**Problem:** Without the pictures, write the listing out again exactly as it appears.

**Source material:**
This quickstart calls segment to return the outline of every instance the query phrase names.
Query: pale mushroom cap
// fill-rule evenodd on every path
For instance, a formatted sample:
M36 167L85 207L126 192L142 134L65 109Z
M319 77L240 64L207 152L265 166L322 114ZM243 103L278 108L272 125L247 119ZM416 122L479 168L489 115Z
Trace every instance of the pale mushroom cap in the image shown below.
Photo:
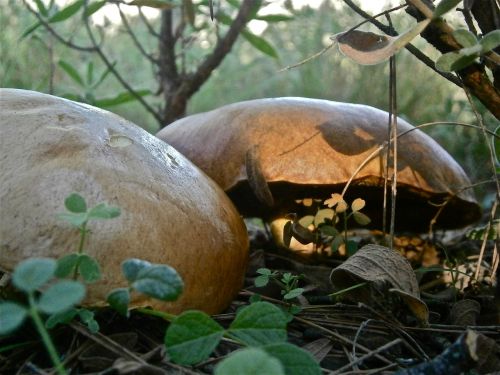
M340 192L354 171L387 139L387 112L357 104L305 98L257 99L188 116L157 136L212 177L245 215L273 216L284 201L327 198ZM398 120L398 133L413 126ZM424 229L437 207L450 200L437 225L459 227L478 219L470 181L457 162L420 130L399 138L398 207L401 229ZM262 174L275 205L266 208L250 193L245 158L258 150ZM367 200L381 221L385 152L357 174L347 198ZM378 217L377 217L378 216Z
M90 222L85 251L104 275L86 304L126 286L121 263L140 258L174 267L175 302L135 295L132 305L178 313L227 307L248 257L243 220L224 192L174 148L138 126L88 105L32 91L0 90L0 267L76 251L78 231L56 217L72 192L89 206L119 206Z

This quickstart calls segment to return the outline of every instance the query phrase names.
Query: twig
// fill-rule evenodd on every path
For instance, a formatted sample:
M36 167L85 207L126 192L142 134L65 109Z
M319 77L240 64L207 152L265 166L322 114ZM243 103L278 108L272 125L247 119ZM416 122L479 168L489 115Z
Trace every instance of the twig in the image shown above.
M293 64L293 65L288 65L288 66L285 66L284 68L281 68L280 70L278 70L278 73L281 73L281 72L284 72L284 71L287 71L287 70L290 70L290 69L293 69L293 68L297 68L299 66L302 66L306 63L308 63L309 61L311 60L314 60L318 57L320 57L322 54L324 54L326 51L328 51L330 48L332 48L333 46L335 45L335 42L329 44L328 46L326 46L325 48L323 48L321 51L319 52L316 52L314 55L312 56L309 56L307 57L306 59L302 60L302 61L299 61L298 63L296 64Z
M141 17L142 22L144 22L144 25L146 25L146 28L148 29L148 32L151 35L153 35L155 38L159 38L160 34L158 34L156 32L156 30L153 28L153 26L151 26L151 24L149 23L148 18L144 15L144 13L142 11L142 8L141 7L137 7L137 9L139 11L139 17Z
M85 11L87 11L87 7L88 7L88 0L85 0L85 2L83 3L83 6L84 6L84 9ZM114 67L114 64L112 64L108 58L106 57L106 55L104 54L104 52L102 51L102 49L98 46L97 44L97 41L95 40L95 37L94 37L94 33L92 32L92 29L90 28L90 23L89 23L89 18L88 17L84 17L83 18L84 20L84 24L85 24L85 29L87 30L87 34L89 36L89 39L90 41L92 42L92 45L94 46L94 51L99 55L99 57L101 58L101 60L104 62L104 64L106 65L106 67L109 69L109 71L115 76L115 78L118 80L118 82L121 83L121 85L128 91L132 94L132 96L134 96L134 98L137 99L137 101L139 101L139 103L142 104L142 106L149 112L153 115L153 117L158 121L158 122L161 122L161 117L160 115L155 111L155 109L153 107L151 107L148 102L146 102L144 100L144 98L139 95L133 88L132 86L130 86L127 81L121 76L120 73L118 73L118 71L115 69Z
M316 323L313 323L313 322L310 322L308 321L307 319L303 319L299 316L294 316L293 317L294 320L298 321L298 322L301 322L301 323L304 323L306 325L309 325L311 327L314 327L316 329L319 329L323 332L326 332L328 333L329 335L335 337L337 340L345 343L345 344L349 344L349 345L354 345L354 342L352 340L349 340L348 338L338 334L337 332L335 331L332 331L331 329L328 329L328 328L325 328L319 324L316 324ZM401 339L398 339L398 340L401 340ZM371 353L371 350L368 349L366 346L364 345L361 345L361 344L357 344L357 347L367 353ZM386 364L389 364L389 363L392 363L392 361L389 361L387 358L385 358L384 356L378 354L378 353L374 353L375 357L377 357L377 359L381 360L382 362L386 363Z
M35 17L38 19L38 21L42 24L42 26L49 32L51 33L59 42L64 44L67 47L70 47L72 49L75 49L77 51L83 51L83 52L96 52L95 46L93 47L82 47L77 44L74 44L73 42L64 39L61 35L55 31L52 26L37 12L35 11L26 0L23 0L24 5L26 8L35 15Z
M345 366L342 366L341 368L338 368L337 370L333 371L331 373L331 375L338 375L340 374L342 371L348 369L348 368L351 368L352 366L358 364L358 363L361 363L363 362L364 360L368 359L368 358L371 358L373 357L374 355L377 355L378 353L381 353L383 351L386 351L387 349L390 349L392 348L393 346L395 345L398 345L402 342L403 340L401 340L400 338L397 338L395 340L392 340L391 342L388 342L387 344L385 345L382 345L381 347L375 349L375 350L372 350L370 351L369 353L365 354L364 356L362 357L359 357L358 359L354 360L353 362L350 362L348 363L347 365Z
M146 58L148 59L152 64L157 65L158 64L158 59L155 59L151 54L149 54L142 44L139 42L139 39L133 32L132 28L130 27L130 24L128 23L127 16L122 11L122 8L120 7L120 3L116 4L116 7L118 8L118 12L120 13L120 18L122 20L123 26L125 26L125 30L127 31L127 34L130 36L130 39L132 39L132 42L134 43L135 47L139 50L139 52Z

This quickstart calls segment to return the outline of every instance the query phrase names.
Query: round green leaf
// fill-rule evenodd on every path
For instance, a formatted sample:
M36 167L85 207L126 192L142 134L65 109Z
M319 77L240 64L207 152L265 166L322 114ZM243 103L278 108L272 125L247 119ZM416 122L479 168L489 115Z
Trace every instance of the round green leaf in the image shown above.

**Answer below:**
This quickstart calls segment to return the outline of every instance the query phrase names.
Query: pale mushroom cap
// fill-rule evenodd on every path
For instance, a formatted sample:
M36 167L85 207L126 192L142 134L65 109Z
M319 77L240 64L207 152L265 166L322 114ZM243 103L278 108L272 125L247 119ZM416 122L479 168L489 115Z
Trace every instance of the pale mushroom cap in the image shown below.
Photo:
M340 192L354 171L387 139L387 112L357 104L305 98L257 99L188 116L157 136L212 177L245 215L273 216L284 201L327 198ZM398 120L398 133L413 126ZM424 229L437 207L450 200L437 225L459 227L478 219L470 181L457 162L420 130L399 138L398 207L401 229ZM262 174L275 205L266 208L250 193L245 158L258 150ZM367 200L381 221L385 152L357 174L347 198ZM378 217L377 217L378 216Z
M90 222L85 251L104 275L86 304L126 286L121 263L140 258L174 267L175 302L135 295L132 305L178 313L227 307L248 257L243 220L224 192L174 148L138 126L88 105L32 91L0 90L0 267L76 251L78 231L56 217L72 192L89 206L119 206Z

This quickstart calls segment to return the outline of every instance the query phrase names.
Query: twig
// fill-rule evenodd on every path
For instance, a formatted sample:
M36 167L85 207L126 192L142 134L65 109Z
M319 77L240 64L207 152L265 166L322 114ZM243 103L278 108L272 125L247 119ZM416 122L479 168L489 115Z
Trace every instance of the twig in the image shown above.
M293 64L293 65L288 65L288 66L285 66L284 68L281 68L280 70L278 70L278 73L281 73L281 72L284 72L284 71L287 71L287 70L290 70L290 69L293 69L293 68L297 68L299 66L302 66L306 63L308 63L309 61L311 60L314 60L318 57L320 57L322 54L324 54L326 51L328 51L330 48L332 48L333 46L335 45L335 42L329 44L328 46L326 46L325 48L323 48L321 51L319 52L316 52L314 55L312 56L309 56L307 57L306 59L302 60L302 61L299 61L298 63L296 64Z
M141 17L142 22L144 22L144 25L146 25L146 28L148 29L148 32L151 35L153 35L155 38L159 38L160 34L158 34L156 32L156 30L153 28L153 26L151 26L151 24L149 23L148 18L144 15L144 13L142 11L142 8L141 7L137 7L137 9L139 11L139 17Z
M85 11L87 11L87 7L88 7L88 0L85 0L85 2L83 3L83 6L84 6L84 9ZM114 67L114 64L112 64L108 58L106 57L106 55L104 54L104 52L102 51L102 49L98 46L97 44L97 41L95 40L95 37L94 37L94 33L92 32L92 29L90 28L90 23L89 23L89 18L88 17L84 17L83 18L84 20L84 24L85 24L85 29L87 30L87 34L89 36L89 39L90 41L92 42L92 45L94 46L94 51L99 55L99 57L101 58L101 60L104 62L104 64L106 65L106 67L109 69L109 71L115 76L115 78L118 80L118 82L121 83L121 85L128 91L132 94L132 96L134 96L134 98L137 99L137 101L139 101L139 103L142 104L142 106L149 112L153 115L153 117L158 121L158 122L161 122L161 117L160 115L155 111L155 109L153 107L151 107L148 102L146 102L144 100L144 98L139 95L133 88L132 86L130 86L127 81L121 76L120 73L118 73L118 71L115 69Z
M316 323L313 323L313 322L310 322L308 321L307 319L303 319L299 316L294 316L293 317L294 320L298 321L298 322L301 322L301 323L304 323L306 325L309 325L311 327L314 327L316 329L319 329L323 332L326 332L328 333L329 335L335 337L337 340L345 343L345 344L349 344L349 345L354 345L354 342L352 340L349 340L348 338L338 334L337 332L335 331L332 331L331 329L328 329L328 328L325 328L319 324L316 324ZM401 339L398 339L398 340L401 340ZM371 353L371 350L368 349L366 346L364 345L361 345L361 344L357 344L357 347L367 353ZM386 364L389 364L389 363L392 363L392 361L389 361L387 358L385 358L384 356L378 354L378 353L374 353L375 357L377 357L377 359L381 360L382 362L386 363Z
M35 17L38 19L38 21L42 24L42 26L49 32L51 33L59 42L64 44L67 47L70 47L72 49L75 49L77 51L83 51L83 52L96 52L95 46L93 47L82 47L77 44L74 44L73 42L64 39L61 35L55 31L52 26L37 12L35 11L26 0L23 0L24 5L26 8L35 15Z
M345 366L342 366L341 368L338 368L337 370L333 371L331 373L331 375L338 375L340 374L342 371L348 369L348 368L351 368L352 366L358 364L358 363L361 363L363 362L364 360L368 359L368 358L371 358L373 357L374 355L377 355L378 353L381 353L383 351L386 351L387 349L390 349L392 348L393 346L395 345L398 345L402 342L403 340L401 340L400 338L397 338L395 340L392 340L391 342L388 342L387 344L385 345L382 345L381 347L375 349L375 350L372 350L370 351L369 353L365 354L364 356L362 357L359 357L358 359L354 360L353 362L350 362L348 363L347 365Z
M146 58L148 59L152 64L157 65L158 64L158 59L155 59L151 54L149 54L142 44L139 42L139 39L133 32L132 28L130 27L130 24L128 23L127 16L122 11L122 8L120 7L120 3L116 4L116 7L118 8L118 12L120 13L120 18L122 20L123 26L125 26L125 30L127 31L127 34L130 36L130 39L132 39L132 42L134 43L135 47L139 50L139 52Z

This quickstart calls segment to return the outline of every instance the query phrase names.
Query: round green leaf
// fill-rule evenodd on every path
For instance, a formatted sample:
M36 167L85 207L126 192L142 134L65 109Z
M319 77L240 64L207 152L265 166L322 114ZM243 103L278 108L272 125L247 119ZM416 122L479 168L489 115Z
Trace every instance of the round green leaf in the image shown above.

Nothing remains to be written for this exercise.